> What you will do:
Copy every line of the records below verbatim, with no change to wording, numbers, or punctuation.

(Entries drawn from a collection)
┄┄┄┄┄┄┄┄┄┄

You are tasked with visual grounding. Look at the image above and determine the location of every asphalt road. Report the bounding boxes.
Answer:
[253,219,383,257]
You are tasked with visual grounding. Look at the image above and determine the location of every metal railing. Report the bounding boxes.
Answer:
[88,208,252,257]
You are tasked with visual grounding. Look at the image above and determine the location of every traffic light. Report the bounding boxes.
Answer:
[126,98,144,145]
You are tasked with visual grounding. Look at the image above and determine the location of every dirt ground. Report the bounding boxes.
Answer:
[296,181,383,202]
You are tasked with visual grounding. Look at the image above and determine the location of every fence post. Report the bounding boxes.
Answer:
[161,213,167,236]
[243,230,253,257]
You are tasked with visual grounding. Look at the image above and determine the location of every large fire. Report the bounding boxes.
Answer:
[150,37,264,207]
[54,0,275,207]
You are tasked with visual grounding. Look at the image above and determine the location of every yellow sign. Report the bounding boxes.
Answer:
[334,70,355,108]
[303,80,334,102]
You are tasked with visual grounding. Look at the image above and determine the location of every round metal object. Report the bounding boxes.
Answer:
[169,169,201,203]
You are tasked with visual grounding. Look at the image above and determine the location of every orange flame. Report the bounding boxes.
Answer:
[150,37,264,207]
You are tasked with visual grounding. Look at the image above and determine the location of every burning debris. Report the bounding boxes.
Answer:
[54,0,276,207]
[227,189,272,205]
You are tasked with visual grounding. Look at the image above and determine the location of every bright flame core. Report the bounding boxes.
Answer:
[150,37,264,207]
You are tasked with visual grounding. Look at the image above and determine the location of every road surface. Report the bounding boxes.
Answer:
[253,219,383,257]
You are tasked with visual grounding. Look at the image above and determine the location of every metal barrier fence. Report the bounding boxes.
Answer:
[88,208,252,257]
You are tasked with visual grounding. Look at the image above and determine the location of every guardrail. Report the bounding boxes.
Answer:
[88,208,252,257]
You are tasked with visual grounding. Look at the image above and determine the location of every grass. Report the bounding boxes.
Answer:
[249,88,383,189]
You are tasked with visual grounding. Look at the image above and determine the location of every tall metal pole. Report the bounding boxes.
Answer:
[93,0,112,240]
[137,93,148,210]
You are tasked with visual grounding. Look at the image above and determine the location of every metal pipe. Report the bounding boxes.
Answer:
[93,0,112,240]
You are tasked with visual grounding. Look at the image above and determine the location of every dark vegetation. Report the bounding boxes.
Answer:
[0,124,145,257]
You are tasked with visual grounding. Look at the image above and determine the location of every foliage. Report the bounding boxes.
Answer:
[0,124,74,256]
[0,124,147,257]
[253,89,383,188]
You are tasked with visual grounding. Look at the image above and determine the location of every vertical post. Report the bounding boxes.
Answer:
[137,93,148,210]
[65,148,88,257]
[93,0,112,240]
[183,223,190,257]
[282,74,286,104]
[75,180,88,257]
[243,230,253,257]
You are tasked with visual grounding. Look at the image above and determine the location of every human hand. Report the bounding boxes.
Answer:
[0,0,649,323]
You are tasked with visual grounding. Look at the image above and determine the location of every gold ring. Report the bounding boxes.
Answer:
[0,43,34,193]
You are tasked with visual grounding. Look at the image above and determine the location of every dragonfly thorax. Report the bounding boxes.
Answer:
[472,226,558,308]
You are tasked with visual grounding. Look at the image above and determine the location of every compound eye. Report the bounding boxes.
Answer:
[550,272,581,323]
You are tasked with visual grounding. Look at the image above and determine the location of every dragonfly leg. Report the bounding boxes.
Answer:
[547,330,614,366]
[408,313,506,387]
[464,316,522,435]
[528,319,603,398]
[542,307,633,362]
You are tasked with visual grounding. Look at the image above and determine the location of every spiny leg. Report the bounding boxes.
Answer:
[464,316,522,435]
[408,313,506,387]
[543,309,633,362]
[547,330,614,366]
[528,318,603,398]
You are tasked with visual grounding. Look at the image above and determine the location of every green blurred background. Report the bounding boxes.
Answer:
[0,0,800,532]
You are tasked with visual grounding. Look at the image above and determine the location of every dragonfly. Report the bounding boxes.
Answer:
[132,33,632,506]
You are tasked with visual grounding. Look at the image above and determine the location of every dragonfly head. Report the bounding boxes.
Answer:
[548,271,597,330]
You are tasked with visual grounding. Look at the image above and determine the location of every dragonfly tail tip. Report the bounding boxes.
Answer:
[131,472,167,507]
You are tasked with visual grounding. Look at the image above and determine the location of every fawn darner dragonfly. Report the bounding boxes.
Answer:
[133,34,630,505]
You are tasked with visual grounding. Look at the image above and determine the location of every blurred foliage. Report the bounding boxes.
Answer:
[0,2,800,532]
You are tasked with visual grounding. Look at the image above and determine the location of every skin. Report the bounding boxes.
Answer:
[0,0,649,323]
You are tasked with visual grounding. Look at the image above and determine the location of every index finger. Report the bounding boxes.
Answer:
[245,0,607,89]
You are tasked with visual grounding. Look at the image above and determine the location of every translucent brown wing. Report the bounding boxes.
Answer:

┄┄┄┄┄┄┄┄┄┄

> Answer to the task:
You are tasked with visual grounding. Look at the image above and determine the location of every asphalt road. Report the bounding boxes.
Answer:
[253,219,383,257]
You are tasked with visual grounding. Look at the image above and determine the location of every metal railing. Report the bounding boxes.
Answer:
[88,208,252,257]
You are tasked with visual grounding. Look at the image above and determine the location of every traffic light. Report the bounding boxes.
Answer:
[126,98,144,145]
You are tasked with visual grounding. Look at the image above and determine the location of every dirt ground. Report the bounding boxes.
Answer:
[296,181,383,202]
You are tasked with visual grounding. Look at the image above and determine the location of every fence post. Report the bounding boxes.
Answer:
[161,213,167,236]
[243,230,253,257]
You are tasked with visual grounding. Look at the image above and determine the location of every large fire. Report the bounding boxes.
Answer:
[150,37,264,207]
[54,0,275,207]
You are tasked with visual grounding. Look at the image above and determine the location of every yellow sign. Report the bounding boxes.
Answer:
[334,70,355,108]
[303,80,334,102]
You are tasked with visual grounding. Look at the image above and determine the location of every round metal object. Report the bounding boxes.
Answer:
[169,169,201,203]
You are tasked with visual grounding. Look at the image above and determine the location of every orange flame. Report the bounding boxes.
Answer:
[150,37,264,207]
You are tasked with visual grounding. Look at the image above and determine the location of every burning debris. Report the bounding boxes.
Answer:
[54,0,276,207]
[227,189,272,205]
You are tasked with visual grounding. Look at the image above and determine the location of every bright flame core. Report the bounding boxes.
Answer:
[150,37,264,207]
You are tasked with visual grounding. Look at the image above and determine the location of every road surface. Report the bounding boxes.
Answer:
[253,219,383,257]
You are tasked with visual grounding. Look at the image above and determine the location of every metal barrier fence. Report the bounding boxes.
Answer:
[88,208,252,257]
You are tasked with visual grounding. Look at the image above and determine the location of every guardrail. Report the bounding boxes.
Answer:
[88,208,252,257]
You are tasked with visual grounding. Look at the image above and determine the location of every grass. Report the bounding boxes.
Answer:
[249,88,383,189]
You are tasked with visual grounding. Look at the image above and determine the location of every tall metal pole. Report the bounding boxes.
Answer:
[93,0,112,240]
[137,93,148,210]
You are tasked with visual grounding. Look at the image above and determine the location of every metal pipe. Report the bounding boxes.
Answer:
[93,0,112,240]
You are tasked with visual grounding. Look at the image above and determine the location of every dark vegetation. Report the bounding boxes.
Answer:
[0,124,145,257]
You are tasked with visual grounding. Look at the image above and determine the location of every foliage. Report the bounding boxes.
Answer:
[0,124,74,256]
[0,124,147,257]
[253,89,383,188]
You are tasked with visual grounding. Look at the image above and determine the location of every vertical post. Report the bounding boxes.
Answer:
[137,93,148,210]
[65,148,88,257]
[93,0,112,240]
[183,223,190,257]
[282,74,286,104]
[75,180,88,257]
[243,230,253,257]
You are tasked with visual grounding. Look at the image above and determine the location of every human hand. Report the bounding boxes.
Answer:
[0,0,649,323]
You are tasked with visual grounding. Look at the image above and determine the location of every gold ring. Report the bounding boxes.
Answer:
[0,43,34,193]
You are tasked with visual grounding. Look at the image above and determine the location of every dragonfly thorax. Report the bounding boxes.
Answer:
[472,226,558,308]
You are tasked with visual grounding. Look at the image above and determine the location of every compound eye. Report the bounding boxes.
Answer:
[550,272,581,323]
You are tasked with visual grounding. Look at the image above and determine the location of every dragonfly leg. Report the bounding boxes.
Answer:
[547,330,614,366]
[408,313,506,387]
[464,316,522,435]
[528,319,603,398]
[542,307,633,362]
You are tasked with visual grounding. Look at the image above and determine the location of every spiny leg. Report the bounding boxes.
Answer:
[464,316,522,435]
[408,313,506,387]
[543,309,633,362]
[547,330,614,366]
[528,318,603,398]
You are tasked with visual grounding. Look at the image above and determine the location of every green blurred background. Report the bounding boxes.
Answer:
[0,0,800,532]
You are tasked with visual grounding. Look at the image above and determine the location of every dragonfly. Report the bounding boxes.
Answer:
[132,33,632,506]
You are tasked with visual grounding. Look at the image above and determine the location of every dragonfly head. Report the bounding boxes.
Answer:
[548,271,597,330]
You are tasked with visual grounding. Look at the image above and determine the location of every dragonfly tail tip. Report the bounding boxes.
Answer:
[131,472,167,507]
You are tasked with visual grounding. Look at the image above and determine the location of every fawn darner dragonfly. Report the bounding boxes.
Answer:
[133,34,630,505]
You are tasked with visual grounding. Look at the image above and determine the location of every blurred foliage. Report the bounding boxes.
Answer:
[0,2,800,532]
You are tasked with visual grounding. Look at the image above and determine the location of every skin. Report the bounding boxes.
Answer:
[0,0,649,323]
You are tasked with visual grounding. Look at the image above and determine the location of every index finger. Report the bounding boxes.
Answer:
[245,0,607,89]
You are tasked with visual grounding. Look at the image above and determine the location of every translucent brown wing. Report the bounding boxes.
Answer:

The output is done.